**Data shown**
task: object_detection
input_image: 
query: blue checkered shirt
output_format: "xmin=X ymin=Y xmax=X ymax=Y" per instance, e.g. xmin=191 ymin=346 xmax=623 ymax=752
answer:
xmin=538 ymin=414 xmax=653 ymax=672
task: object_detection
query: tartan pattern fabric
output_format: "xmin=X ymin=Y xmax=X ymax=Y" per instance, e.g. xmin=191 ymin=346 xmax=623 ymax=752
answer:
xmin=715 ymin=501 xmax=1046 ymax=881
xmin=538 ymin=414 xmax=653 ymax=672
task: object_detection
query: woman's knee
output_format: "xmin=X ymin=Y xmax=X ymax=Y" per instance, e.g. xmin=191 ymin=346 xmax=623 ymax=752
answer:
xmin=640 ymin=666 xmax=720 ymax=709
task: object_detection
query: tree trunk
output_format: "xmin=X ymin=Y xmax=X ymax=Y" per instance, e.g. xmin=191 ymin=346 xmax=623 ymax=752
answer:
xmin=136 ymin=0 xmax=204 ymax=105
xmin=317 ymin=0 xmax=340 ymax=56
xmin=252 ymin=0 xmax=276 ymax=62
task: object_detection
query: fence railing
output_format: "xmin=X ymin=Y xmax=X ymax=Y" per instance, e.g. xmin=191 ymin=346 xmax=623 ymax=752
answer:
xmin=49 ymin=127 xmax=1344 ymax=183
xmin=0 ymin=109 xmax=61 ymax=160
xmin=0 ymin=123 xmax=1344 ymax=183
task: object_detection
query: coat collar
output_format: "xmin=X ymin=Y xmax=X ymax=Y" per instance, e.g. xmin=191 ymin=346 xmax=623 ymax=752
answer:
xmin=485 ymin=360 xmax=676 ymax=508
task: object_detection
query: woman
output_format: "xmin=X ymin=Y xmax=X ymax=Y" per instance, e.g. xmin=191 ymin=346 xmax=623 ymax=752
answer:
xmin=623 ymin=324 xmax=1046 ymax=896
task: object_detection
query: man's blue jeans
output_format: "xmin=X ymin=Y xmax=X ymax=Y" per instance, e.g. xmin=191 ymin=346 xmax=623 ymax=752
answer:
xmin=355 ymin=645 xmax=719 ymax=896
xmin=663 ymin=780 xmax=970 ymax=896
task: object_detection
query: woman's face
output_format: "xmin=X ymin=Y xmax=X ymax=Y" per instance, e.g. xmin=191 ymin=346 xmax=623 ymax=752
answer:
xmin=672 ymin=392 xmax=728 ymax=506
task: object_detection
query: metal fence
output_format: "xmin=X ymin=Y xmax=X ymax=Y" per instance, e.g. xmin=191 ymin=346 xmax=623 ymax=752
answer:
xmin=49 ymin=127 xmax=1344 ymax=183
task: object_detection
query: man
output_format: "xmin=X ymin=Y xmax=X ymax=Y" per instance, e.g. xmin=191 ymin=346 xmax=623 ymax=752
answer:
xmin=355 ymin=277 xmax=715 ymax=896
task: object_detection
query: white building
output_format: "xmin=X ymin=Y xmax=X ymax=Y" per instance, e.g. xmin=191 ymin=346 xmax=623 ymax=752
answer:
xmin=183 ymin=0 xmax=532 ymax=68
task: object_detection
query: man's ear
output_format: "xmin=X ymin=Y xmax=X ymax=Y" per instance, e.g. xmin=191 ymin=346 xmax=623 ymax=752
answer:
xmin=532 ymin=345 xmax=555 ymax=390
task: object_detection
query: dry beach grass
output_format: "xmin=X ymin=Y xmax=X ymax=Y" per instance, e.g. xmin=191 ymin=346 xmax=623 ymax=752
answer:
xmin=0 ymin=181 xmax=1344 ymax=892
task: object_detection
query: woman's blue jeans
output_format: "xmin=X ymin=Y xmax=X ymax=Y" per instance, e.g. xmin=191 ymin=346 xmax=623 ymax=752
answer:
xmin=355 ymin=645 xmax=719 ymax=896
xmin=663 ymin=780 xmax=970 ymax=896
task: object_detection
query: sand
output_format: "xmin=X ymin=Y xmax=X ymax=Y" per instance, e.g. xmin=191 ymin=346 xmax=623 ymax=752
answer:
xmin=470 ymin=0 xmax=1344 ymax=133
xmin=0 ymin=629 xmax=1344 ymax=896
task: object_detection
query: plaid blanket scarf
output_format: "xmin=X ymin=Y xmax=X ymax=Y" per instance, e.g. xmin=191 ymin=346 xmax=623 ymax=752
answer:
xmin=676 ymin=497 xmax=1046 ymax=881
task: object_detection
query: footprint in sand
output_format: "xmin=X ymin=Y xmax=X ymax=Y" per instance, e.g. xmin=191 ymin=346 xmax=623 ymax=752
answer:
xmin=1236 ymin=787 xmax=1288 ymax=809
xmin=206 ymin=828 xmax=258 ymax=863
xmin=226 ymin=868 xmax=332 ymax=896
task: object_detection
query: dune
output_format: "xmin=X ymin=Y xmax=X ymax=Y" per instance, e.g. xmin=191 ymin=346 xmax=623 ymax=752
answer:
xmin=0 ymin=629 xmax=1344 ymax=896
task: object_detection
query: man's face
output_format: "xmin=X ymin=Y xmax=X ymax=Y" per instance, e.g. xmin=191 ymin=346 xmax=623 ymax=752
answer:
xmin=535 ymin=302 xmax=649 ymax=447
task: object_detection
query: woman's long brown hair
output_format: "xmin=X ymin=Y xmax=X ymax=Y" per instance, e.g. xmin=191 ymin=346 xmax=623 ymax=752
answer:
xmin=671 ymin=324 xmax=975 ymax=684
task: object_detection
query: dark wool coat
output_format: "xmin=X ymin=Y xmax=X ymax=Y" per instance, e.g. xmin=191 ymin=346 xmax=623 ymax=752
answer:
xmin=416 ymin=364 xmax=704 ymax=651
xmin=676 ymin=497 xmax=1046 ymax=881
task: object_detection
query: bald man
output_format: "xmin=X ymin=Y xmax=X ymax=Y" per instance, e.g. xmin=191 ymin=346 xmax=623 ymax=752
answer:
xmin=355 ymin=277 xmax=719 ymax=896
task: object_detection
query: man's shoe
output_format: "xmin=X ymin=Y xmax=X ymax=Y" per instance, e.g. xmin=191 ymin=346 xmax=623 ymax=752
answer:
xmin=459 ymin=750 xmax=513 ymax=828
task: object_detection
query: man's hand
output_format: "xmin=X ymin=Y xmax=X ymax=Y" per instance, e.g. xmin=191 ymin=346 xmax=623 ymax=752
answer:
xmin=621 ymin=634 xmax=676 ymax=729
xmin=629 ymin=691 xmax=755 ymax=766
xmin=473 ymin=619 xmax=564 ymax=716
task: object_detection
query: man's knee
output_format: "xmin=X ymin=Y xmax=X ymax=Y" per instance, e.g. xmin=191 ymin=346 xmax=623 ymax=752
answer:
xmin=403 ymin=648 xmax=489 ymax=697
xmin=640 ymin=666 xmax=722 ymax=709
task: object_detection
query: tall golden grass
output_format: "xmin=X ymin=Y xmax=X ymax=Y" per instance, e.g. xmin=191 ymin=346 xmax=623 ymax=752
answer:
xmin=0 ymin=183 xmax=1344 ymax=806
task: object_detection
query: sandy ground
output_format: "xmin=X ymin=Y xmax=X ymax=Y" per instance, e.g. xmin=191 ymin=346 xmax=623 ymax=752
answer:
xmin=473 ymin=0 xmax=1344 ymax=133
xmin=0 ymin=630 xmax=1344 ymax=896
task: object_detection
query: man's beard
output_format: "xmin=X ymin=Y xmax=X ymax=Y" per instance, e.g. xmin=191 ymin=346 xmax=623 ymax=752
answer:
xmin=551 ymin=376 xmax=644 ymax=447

**Prompt**
How many lines in the records contain the word "fence"? Reply with the number alone.

**Solution for this task**
2